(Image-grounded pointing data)
_ _ _ _
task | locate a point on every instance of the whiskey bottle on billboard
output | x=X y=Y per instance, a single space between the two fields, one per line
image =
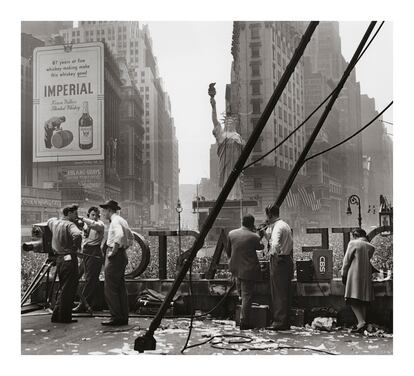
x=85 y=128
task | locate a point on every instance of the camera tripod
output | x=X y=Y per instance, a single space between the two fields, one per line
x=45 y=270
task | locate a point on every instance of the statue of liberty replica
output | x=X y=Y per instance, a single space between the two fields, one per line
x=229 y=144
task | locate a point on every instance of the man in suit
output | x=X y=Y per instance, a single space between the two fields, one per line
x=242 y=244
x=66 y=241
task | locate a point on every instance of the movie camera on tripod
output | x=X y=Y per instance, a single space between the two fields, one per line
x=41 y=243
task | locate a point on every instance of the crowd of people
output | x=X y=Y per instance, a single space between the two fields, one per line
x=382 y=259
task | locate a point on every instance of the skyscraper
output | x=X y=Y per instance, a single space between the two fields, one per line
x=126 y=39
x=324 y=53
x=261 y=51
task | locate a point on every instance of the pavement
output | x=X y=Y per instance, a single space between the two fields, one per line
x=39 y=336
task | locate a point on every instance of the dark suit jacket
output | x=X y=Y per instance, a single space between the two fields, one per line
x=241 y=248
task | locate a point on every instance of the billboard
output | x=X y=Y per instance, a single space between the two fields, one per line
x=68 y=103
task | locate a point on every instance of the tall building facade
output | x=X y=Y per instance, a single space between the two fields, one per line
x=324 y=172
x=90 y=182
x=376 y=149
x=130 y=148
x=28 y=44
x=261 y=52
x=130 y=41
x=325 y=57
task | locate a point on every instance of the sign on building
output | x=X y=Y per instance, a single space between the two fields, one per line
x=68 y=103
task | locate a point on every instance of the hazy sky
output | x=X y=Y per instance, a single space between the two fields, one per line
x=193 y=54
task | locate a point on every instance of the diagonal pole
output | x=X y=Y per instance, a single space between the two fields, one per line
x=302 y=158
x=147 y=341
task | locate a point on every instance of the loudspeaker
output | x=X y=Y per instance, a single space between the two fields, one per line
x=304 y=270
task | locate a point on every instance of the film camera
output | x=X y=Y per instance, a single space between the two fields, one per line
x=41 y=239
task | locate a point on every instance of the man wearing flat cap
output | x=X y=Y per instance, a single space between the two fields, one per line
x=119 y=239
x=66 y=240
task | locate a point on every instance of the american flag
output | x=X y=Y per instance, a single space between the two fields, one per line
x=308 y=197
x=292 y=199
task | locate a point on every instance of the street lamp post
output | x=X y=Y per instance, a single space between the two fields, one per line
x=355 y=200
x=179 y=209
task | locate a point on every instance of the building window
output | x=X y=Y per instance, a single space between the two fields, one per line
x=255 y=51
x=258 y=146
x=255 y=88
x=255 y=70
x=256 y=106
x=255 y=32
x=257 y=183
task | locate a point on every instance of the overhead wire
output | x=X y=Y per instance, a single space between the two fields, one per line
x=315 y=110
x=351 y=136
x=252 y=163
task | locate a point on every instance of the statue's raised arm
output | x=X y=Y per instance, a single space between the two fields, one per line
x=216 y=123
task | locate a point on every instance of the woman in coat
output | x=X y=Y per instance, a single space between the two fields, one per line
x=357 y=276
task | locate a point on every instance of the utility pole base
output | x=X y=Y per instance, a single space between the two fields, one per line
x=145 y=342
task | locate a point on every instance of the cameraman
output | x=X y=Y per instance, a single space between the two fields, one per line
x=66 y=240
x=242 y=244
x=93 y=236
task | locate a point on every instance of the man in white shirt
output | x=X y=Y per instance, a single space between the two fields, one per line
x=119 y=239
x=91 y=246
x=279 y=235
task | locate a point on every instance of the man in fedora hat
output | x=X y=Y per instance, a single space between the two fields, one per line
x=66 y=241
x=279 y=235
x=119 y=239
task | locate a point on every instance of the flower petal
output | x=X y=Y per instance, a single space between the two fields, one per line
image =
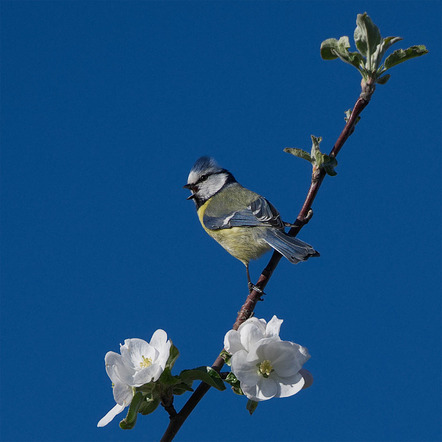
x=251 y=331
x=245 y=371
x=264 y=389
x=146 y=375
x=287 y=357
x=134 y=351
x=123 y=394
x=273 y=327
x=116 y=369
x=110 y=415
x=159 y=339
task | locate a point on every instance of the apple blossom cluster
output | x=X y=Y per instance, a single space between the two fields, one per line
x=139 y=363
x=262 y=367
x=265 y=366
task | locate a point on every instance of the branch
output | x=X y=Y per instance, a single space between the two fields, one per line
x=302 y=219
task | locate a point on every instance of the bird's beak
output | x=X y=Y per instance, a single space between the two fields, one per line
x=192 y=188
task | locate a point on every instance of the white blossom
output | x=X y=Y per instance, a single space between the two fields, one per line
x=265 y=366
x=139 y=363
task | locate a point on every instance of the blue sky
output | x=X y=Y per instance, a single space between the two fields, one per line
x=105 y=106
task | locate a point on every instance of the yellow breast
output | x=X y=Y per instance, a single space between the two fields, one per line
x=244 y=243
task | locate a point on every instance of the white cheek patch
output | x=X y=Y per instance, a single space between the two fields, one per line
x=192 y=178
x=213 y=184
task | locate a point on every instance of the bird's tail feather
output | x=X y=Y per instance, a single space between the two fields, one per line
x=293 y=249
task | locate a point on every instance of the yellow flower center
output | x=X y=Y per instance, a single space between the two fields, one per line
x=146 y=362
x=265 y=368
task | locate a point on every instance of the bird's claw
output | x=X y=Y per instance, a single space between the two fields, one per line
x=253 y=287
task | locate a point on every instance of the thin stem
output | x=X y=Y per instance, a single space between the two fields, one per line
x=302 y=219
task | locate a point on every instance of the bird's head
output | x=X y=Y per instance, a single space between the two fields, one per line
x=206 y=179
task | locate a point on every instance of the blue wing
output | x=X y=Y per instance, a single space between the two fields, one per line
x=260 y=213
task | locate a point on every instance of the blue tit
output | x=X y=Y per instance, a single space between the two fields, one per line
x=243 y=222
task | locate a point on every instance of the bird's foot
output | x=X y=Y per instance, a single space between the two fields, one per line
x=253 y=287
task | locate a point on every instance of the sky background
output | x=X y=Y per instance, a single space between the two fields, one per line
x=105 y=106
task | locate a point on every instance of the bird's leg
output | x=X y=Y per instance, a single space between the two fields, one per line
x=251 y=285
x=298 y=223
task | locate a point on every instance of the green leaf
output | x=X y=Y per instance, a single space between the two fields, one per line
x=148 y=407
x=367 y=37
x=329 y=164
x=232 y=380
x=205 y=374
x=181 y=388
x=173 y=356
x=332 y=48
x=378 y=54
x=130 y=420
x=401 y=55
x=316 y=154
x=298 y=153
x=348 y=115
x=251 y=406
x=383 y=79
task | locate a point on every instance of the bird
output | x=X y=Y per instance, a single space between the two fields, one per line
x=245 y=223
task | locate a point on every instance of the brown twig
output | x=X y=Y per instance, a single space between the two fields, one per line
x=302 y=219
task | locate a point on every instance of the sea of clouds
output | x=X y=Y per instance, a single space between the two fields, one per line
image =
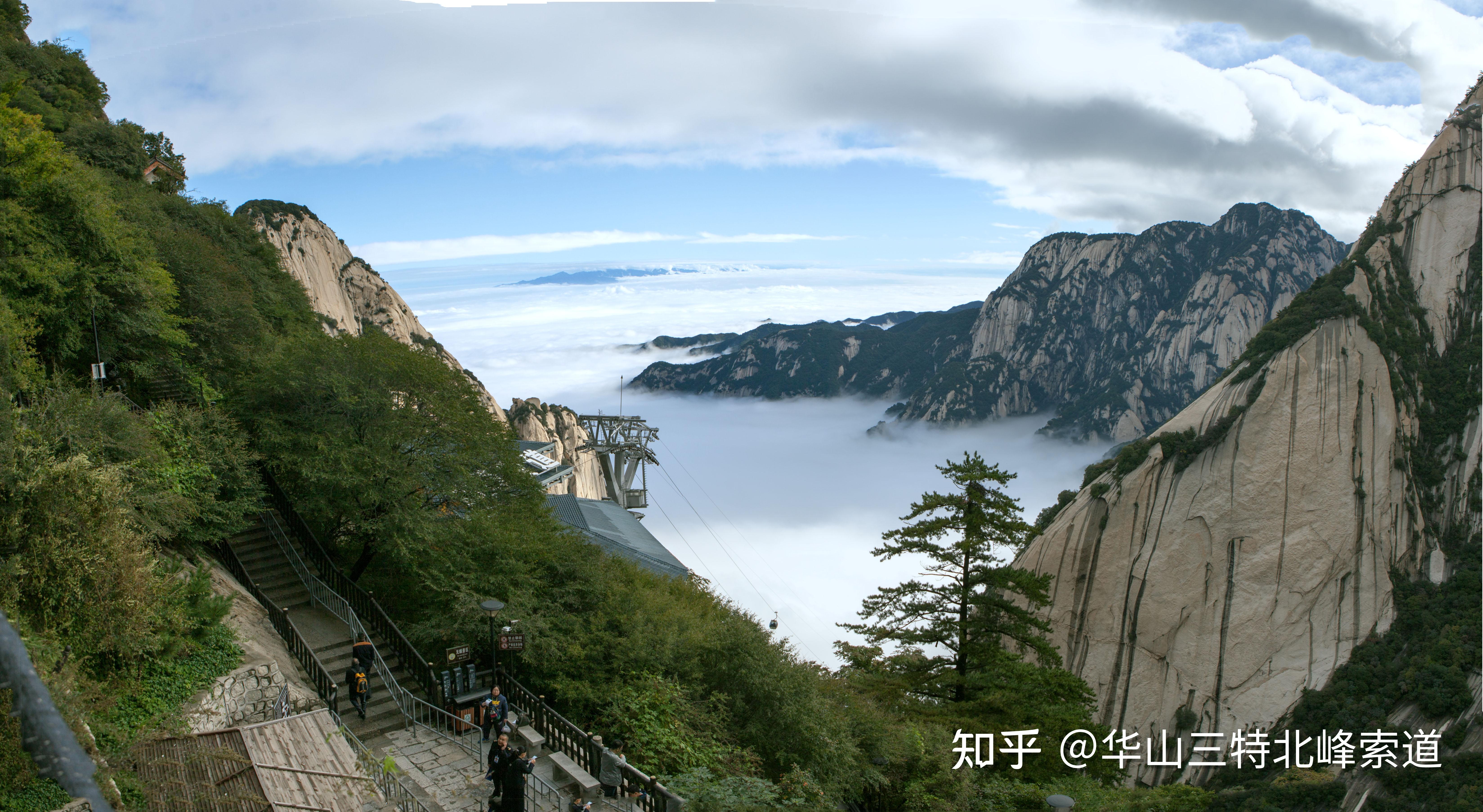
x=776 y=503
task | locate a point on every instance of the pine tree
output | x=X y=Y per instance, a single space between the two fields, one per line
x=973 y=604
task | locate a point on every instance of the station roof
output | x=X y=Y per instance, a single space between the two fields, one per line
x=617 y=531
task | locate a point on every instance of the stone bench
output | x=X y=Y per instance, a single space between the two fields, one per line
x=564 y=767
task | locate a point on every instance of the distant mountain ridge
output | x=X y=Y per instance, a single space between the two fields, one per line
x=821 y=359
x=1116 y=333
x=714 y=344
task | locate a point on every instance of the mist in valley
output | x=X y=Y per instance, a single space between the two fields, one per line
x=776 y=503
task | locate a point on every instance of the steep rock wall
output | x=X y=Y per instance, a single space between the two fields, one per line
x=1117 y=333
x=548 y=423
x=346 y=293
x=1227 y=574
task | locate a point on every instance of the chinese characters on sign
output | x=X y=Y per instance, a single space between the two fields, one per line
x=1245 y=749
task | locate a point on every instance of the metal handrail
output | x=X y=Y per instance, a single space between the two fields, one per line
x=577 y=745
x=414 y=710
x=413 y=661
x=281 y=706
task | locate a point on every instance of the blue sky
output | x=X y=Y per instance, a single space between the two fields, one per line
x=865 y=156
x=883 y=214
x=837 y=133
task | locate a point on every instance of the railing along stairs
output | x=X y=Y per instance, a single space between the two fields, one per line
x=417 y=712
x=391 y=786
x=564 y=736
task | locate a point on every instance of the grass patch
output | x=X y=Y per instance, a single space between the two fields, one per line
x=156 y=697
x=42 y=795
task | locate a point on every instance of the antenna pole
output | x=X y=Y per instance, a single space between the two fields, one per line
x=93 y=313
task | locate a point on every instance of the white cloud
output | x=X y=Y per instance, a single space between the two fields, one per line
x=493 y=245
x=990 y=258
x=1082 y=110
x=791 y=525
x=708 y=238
_ _ _ _
In the entries above, find the line that contains "of liberty replica", then repeat exactly every line from the first one through that line, with no pictures.

#### [RESULT FOR THIS EXERCISE]
task | locate a point on every instance of the whiskey bottle on billboard
output | x=X y=Y per instance, a single space between the two fields, one per line
image =
x=85 y=128
task | locate a point on every instance of the camera tripod
output | x=X y=Y per instance, a single space between the two fields, one per line
x=45 y=270
task | locate a point on every instance of the statue of liberty replica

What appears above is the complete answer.